**Articolo**.
-.-.-
Aub non ha neppure una nazionalità, perchè prima del suo iter nazionalsocialista è un francese, e francese ritorna ad essere dopo la Guerra. E’, in sostanza, una personalità mimetica, pronta a tutto proprio perchè priva di una progettualità propria. Quello che la sua coscienza frena, gli stati dissociativi nei quali va via via sempre più incontro, glielo consentono. Del resto la forza e il fascino della storia del terzo Reich è che mai come in quel periodo l’inconscio e l’immaginazione erano al Potere, seppure camuffati e furbescamente celati dai grigi Diktat burocratici. Non essendo mai veramente nato alla vita, Aub non ha neppure paura di morire, ed è solo il destino benevolo (da cui il titolo, che fa riferimento alle Eumenidi che nella Orestiade, la trilogia di Eschilo, sono le Erinni che chiedono vendetta dopo l’ assoluzione del matricida Oreste, ma che Atena persuade a divenire benigne: benevole, appunto eumenidi) a salvarlo, facendolo sopravvivere in una vita totalmente falsa e apparente.
-.-.-
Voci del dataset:
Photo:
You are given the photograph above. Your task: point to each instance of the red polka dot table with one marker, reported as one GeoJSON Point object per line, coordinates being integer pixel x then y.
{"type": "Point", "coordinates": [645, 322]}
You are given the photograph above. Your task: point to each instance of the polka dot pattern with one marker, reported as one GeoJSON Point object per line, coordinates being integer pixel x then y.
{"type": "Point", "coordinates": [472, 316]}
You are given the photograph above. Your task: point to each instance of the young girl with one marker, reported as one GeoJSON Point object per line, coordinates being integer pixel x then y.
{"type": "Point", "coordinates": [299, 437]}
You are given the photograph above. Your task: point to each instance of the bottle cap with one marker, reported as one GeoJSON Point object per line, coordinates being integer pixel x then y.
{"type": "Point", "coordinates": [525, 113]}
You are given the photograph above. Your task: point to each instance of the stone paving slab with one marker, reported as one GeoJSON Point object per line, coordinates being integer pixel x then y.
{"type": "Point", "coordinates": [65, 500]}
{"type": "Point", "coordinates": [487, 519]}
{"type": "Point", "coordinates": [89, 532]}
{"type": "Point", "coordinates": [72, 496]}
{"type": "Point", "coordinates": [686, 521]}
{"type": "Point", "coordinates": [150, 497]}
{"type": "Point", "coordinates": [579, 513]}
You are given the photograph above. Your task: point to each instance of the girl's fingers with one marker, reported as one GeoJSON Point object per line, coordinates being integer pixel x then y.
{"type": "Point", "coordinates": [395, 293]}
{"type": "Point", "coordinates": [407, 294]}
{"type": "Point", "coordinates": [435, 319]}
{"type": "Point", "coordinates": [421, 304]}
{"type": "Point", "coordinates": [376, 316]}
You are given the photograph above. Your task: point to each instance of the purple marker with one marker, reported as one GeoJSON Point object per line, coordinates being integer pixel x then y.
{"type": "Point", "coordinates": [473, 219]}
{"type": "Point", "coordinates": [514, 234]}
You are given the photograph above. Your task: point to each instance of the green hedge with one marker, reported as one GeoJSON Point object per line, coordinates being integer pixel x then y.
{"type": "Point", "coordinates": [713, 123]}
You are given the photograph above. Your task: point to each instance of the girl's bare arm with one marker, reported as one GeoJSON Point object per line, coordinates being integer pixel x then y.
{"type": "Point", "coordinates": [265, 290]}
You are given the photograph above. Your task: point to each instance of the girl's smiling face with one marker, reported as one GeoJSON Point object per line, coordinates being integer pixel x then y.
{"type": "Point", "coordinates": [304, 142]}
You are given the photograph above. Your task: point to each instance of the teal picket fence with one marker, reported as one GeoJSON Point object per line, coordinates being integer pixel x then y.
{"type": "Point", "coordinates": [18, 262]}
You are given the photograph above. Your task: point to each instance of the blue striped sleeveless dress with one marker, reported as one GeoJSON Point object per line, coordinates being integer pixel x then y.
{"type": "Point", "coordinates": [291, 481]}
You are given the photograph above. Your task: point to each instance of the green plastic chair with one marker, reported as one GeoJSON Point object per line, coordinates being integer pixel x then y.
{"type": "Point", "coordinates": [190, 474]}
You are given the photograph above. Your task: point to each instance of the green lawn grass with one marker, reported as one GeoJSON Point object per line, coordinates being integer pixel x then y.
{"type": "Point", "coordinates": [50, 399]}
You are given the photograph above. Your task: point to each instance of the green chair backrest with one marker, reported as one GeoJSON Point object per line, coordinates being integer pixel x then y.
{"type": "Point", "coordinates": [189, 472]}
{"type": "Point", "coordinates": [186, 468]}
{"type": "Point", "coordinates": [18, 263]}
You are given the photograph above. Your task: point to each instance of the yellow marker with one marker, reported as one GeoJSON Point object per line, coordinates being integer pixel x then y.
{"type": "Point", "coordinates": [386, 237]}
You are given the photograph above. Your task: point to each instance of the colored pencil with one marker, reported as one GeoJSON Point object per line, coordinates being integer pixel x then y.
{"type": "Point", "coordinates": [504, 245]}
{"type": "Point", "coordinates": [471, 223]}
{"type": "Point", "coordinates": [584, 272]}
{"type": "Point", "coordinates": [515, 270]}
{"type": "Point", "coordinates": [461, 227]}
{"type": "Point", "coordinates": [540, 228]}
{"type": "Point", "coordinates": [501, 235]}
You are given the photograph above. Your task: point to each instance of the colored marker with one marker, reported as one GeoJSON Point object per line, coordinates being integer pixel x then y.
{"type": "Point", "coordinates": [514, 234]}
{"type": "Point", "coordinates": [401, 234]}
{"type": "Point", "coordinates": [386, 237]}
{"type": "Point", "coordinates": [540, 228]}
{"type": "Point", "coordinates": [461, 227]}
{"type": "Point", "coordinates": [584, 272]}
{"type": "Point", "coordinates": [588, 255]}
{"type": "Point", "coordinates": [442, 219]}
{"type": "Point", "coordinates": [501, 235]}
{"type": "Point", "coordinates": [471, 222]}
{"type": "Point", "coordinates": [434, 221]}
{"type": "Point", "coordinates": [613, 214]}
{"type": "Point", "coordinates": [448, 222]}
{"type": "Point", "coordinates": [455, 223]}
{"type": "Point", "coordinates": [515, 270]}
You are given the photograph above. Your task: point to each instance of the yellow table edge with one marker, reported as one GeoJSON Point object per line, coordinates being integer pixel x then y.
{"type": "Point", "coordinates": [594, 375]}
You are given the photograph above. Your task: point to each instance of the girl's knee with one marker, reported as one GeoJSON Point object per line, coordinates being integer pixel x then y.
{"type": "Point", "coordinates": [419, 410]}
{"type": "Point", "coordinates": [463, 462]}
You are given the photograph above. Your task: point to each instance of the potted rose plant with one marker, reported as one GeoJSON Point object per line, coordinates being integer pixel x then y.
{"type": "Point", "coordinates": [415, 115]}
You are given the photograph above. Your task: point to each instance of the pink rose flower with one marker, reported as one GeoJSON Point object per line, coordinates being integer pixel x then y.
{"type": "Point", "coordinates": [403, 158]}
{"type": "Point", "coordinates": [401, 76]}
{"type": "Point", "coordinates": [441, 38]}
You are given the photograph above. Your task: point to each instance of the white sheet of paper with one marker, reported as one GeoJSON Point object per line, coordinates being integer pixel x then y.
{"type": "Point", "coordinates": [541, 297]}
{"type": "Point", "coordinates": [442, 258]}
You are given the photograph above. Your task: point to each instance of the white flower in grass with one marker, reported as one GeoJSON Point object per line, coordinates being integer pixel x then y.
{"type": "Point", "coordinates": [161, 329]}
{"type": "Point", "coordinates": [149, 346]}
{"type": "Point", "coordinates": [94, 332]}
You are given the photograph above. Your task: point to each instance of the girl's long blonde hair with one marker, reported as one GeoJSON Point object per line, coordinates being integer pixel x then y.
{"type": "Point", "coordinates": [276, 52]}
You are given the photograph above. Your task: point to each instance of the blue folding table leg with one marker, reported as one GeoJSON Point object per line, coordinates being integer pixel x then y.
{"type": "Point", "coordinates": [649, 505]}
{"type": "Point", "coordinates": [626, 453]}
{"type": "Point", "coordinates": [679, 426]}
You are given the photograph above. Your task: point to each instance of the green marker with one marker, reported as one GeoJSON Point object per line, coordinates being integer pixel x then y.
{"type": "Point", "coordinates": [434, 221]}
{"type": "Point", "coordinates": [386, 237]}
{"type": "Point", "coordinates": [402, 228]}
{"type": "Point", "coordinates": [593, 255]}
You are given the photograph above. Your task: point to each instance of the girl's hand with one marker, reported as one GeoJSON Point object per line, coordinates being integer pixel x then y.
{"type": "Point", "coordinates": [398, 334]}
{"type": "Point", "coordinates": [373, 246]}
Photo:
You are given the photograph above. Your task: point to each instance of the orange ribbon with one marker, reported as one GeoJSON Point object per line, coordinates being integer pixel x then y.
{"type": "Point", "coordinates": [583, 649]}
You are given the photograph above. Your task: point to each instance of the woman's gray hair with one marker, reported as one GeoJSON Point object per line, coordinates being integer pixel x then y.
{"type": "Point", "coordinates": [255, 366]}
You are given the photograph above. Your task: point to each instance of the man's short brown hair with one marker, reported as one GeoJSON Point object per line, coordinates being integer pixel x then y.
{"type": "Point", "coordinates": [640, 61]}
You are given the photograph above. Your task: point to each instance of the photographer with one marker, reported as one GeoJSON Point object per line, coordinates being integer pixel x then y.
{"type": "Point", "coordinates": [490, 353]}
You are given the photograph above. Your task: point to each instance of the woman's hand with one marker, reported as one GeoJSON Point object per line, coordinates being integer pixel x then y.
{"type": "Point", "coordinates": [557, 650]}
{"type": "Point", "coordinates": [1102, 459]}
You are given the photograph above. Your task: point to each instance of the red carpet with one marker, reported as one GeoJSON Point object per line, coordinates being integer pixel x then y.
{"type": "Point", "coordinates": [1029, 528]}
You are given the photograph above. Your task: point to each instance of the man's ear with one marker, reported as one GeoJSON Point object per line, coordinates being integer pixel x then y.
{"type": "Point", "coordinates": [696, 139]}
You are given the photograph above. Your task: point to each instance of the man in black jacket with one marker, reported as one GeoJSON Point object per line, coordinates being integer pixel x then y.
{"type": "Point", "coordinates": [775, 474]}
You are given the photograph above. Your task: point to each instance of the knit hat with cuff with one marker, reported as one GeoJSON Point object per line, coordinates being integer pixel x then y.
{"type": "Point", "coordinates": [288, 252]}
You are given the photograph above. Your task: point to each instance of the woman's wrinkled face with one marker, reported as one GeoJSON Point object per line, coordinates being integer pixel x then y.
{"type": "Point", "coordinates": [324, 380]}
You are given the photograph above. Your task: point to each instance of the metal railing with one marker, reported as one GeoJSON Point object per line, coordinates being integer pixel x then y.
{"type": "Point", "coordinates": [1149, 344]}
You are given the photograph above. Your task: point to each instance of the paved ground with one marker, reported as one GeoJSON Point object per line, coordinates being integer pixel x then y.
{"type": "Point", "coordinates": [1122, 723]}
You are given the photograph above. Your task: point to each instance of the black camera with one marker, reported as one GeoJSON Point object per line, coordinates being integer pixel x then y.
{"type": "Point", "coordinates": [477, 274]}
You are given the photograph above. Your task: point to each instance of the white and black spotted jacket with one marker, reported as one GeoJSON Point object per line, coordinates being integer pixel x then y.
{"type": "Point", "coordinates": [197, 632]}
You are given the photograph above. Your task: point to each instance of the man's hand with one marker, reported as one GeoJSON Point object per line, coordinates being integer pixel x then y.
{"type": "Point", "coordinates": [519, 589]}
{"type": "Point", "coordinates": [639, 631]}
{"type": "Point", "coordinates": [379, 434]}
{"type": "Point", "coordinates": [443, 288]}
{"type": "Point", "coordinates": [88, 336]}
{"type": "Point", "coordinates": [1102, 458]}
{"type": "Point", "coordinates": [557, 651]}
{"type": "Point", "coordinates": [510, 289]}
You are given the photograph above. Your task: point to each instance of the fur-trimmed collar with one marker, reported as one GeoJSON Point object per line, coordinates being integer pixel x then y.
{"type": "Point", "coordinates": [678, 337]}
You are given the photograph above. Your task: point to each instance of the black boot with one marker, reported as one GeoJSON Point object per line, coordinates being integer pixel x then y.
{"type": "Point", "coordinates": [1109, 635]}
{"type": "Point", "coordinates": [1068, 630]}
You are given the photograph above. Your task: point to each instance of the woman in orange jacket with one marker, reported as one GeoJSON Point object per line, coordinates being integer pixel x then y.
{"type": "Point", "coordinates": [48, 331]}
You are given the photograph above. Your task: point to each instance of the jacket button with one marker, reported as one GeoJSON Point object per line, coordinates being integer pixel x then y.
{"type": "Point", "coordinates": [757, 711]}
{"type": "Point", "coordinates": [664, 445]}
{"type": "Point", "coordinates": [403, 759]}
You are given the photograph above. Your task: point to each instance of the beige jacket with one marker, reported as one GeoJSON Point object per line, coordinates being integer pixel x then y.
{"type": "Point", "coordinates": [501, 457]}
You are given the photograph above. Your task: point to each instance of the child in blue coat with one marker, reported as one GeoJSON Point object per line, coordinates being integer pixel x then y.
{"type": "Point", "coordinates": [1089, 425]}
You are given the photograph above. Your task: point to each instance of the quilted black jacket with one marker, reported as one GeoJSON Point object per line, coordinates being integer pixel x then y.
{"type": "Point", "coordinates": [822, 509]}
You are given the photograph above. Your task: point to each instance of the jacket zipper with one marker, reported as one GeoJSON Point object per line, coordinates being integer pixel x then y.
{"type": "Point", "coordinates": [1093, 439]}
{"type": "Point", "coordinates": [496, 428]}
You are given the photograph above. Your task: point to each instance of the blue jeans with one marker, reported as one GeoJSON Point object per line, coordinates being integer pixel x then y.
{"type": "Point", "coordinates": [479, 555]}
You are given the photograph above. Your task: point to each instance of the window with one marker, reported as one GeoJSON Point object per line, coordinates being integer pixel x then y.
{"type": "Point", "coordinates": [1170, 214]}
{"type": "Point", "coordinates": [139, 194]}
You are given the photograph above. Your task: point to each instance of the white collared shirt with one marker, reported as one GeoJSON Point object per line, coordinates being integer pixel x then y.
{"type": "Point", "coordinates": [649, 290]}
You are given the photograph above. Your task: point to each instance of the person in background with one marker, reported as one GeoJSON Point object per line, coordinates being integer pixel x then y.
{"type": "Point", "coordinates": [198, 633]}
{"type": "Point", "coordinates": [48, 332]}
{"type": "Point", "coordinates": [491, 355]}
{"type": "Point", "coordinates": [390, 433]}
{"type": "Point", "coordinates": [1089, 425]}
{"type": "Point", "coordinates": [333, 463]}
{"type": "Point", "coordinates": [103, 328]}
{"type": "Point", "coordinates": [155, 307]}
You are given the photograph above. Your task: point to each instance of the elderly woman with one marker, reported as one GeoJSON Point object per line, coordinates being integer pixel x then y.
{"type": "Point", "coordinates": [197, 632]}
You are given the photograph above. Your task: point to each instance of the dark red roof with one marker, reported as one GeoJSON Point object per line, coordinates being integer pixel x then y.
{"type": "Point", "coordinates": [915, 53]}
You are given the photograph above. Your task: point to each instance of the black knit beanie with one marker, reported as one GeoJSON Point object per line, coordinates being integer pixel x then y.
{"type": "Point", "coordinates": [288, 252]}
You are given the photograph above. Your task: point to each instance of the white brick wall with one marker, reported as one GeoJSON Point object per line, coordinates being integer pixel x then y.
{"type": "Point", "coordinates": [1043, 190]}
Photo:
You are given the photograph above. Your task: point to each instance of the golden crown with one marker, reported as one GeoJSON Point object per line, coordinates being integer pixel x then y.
-.-.-
**Istruzioni di lavoro**.
[a] Nell'articolo, chi persuade le Erinni a divenire benigne?
[b] Filtra le voci e copia ogni riga che contiene la parola "rose", distinguendo tra maiuscole e minuscole.
L'articolo e le voci non hanno alcun legame tra loro.

**Risposte in ordine**.
[a] Atena.

[b]
You are given the photograph above. Your task: point to each instance of the potted rose plant with one marker, reported as one GeoJSON Point object per line, coordinates being integer pixel x then y.
You are given the photograph above. Your task: point to each instance of the pink rose flower with one marker, reported as one GeoJSON Point object per line, coordinates being integer pixel x then y.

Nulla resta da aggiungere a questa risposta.